• _TASK DESCRIPTION_
Pick out each line below that contains the word "church", and copy those lines in full.

• _DATASET RECORDS_
* * * * *
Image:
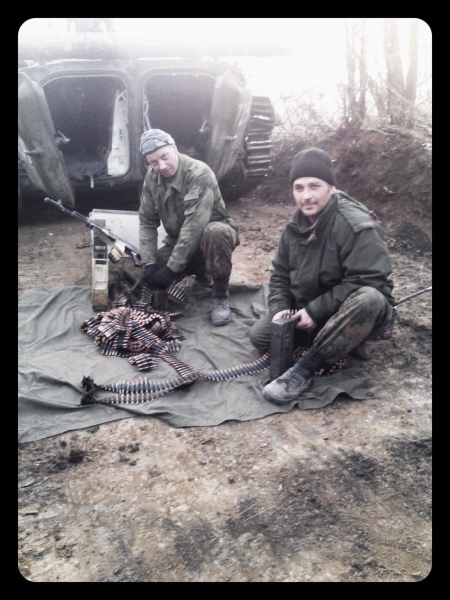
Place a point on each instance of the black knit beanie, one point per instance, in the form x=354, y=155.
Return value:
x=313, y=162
* * * * *
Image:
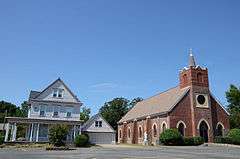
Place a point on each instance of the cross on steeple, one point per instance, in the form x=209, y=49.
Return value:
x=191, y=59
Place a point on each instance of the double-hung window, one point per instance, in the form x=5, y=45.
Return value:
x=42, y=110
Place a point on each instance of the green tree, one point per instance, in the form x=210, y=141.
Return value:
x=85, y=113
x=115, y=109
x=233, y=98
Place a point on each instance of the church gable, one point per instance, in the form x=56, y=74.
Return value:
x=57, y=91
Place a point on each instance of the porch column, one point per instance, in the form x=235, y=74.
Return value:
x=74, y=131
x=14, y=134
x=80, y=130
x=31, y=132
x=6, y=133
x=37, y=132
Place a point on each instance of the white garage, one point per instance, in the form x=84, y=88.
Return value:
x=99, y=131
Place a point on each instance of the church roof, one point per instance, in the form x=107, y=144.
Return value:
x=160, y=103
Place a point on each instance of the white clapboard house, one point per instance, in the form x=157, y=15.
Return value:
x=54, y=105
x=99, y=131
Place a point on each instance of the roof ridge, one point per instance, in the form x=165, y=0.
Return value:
* * * * *
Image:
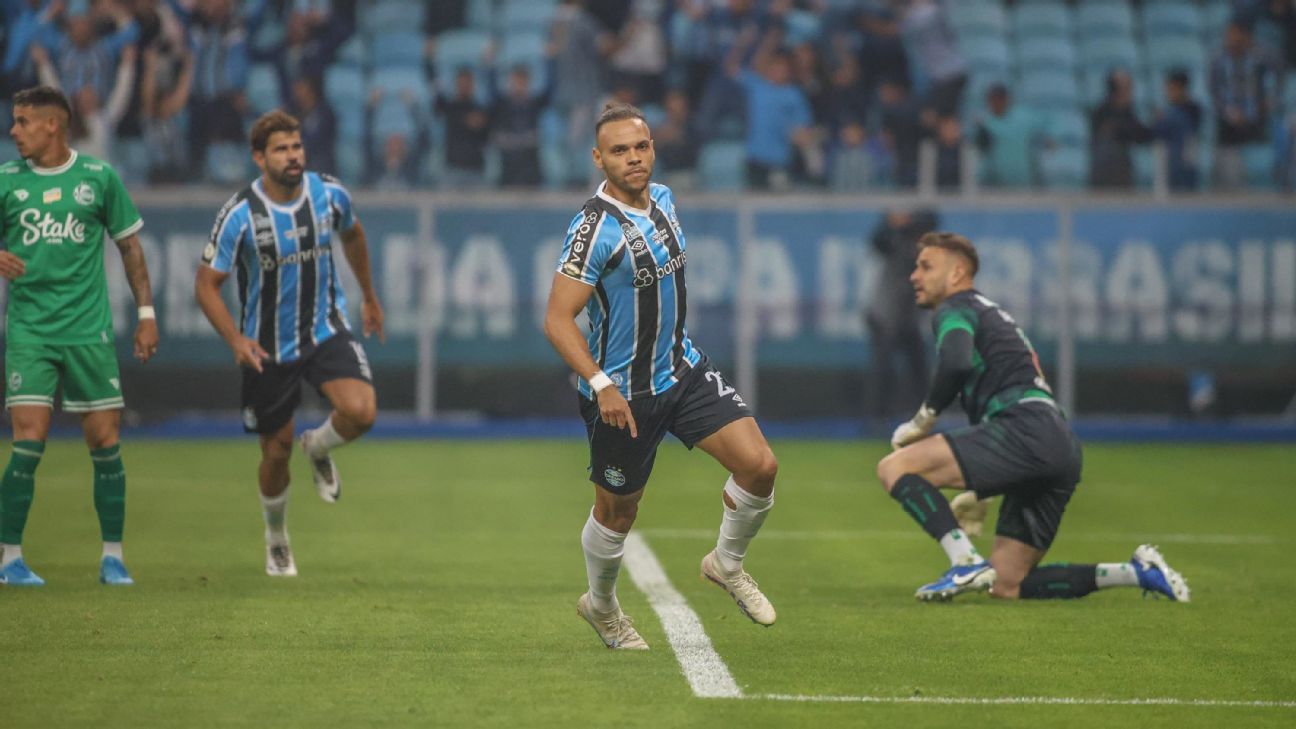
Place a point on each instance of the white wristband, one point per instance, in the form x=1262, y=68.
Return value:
* * * * *
• _EXERCISE OUTPUT_
Place a point on each instance of the church gable, one point per instance, in the form x=56, y=74.
Place a point on each instance of the church roof, one point per instance, in the form x=107, y=144.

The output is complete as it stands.